Requirements: Write out exactly the lines from the one containing "Mark the innermost point of each instance of the green bract" through the last line of the records below, including both.

+++ Entries provided

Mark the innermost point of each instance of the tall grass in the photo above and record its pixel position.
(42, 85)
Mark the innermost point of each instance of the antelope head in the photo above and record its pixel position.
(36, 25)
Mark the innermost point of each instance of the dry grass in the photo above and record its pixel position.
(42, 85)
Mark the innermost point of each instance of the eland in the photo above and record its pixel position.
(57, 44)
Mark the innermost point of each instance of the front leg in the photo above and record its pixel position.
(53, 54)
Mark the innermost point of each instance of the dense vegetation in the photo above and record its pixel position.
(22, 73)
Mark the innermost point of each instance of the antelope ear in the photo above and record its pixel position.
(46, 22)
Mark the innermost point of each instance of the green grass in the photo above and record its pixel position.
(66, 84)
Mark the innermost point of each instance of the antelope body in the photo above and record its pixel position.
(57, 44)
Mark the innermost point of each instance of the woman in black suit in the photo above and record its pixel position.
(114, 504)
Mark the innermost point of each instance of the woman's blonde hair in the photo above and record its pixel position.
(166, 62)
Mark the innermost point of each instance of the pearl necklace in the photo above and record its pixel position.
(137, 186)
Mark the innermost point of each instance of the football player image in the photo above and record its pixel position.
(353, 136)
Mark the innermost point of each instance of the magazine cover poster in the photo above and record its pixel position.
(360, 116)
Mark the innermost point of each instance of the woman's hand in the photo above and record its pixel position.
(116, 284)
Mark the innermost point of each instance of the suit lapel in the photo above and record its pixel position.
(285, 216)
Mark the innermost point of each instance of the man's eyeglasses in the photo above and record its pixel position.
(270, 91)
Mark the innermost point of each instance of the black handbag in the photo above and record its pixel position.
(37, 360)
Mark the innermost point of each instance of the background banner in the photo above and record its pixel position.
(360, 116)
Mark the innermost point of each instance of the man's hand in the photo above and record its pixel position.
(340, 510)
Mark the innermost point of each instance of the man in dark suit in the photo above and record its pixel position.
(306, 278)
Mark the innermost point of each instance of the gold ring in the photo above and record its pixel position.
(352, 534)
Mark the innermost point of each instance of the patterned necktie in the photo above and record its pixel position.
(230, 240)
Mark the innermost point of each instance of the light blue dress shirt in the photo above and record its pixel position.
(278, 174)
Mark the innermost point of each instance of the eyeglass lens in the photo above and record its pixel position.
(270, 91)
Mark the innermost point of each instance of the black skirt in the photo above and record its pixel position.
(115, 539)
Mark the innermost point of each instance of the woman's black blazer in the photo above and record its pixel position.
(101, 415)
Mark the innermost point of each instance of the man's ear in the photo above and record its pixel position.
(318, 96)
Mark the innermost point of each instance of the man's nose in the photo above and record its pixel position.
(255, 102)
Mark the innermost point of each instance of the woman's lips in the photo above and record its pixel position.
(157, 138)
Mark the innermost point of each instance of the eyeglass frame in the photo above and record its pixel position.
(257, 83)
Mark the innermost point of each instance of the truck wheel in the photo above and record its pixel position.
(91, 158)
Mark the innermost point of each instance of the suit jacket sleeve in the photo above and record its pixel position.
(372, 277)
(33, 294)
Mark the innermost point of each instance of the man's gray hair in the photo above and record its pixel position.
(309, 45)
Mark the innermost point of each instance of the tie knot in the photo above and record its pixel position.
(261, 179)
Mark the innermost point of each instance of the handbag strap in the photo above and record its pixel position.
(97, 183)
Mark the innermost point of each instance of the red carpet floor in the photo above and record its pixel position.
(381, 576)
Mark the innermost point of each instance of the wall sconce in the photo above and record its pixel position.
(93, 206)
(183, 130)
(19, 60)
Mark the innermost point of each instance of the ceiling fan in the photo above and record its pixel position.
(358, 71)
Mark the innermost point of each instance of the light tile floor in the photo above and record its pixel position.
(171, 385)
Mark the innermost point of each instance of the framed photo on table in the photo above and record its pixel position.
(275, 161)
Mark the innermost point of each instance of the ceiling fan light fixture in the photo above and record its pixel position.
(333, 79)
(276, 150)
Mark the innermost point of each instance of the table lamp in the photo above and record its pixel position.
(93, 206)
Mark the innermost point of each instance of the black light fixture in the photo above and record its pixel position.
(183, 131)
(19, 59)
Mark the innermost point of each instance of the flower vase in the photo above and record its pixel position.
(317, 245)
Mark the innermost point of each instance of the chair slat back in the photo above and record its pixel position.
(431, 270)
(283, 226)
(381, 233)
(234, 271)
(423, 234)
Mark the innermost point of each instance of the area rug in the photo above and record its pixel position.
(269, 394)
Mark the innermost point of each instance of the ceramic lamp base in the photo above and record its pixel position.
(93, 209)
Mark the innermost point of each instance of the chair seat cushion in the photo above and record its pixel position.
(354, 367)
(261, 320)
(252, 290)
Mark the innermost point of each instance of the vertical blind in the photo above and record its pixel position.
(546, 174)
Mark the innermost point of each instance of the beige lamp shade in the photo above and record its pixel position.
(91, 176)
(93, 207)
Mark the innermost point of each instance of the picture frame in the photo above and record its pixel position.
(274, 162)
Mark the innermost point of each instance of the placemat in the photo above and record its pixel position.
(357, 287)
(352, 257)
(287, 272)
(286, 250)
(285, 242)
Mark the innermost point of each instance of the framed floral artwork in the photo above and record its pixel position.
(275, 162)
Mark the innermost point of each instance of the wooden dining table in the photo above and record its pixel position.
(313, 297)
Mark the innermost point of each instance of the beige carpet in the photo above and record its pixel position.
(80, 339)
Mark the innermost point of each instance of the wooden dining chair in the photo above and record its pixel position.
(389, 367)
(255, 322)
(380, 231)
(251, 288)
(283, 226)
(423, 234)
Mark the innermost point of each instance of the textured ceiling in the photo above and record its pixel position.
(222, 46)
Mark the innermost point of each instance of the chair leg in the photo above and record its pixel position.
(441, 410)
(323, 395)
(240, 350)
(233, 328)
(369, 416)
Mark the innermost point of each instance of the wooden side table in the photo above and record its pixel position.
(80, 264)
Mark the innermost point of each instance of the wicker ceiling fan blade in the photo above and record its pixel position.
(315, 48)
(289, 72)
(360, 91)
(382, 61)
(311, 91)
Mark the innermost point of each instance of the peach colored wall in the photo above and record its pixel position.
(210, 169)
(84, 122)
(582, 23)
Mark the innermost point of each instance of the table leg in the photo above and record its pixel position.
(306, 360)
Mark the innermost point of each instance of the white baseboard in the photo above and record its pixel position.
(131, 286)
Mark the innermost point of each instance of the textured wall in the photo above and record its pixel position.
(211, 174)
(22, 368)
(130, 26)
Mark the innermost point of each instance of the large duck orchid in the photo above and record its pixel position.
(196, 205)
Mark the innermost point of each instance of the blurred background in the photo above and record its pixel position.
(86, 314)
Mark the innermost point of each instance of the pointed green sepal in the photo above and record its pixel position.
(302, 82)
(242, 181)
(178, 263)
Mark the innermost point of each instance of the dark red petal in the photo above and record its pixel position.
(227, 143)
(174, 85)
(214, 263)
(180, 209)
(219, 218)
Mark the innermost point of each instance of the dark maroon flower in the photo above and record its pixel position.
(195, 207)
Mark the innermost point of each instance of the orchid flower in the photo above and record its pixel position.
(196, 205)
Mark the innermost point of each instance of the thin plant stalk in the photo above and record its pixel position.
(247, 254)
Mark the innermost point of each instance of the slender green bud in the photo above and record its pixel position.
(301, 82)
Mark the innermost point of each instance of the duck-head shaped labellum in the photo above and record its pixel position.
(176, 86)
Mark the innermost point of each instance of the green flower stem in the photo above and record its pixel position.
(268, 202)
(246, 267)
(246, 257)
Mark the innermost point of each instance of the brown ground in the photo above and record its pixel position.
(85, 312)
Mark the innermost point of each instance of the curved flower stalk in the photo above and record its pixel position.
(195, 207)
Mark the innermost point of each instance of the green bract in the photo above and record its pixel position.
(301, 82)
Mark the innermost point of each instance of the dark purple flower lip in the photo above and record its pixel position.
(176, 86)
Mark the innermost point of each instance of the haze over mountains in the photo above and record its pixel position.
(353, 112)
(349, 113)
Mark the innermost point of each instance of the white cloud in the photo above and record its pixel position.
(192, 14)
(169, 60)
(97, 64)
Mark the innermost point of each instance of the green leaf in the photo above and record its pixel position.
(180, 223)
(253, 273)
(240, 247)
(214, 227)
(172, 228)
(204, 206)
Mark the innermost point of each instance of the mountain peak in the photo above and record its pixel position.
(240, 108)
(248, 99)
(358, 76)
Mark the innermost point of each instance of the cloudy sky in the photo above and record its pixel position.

++++++

The solution:
Mark the innermost point of each instance of the green bract in the photo above and record its pixel position.
(301, 82)
Mark the innermost point of each instance of the dark purple flower lip in the photo above and record its pixel position.
(176, 86)
Mark the innermost point of each instance of the haze over mountains in the photo above and record its pixel position.
(353, 112)
(349, 113)
Mark the innermost point of each instance of the white cloud in the photo above and record its pixel position.
(192, 14)
(169, 60)
(97, 64)
Mark the innermost point of each instance of the green leaf in the photo above and record its pixel position.
(180, 223)
(253, 273)
(240, 247)
(214, 227)
(172, 228)
(204, 206)
Mark the innermost point of each instance of the mountain peak in the photo above and record its pixel position.
(240, 108)
(248, 99)
(358, 76)
Mark the innermost point of each instance of the cloudy sky in the photo above and record its pixel position.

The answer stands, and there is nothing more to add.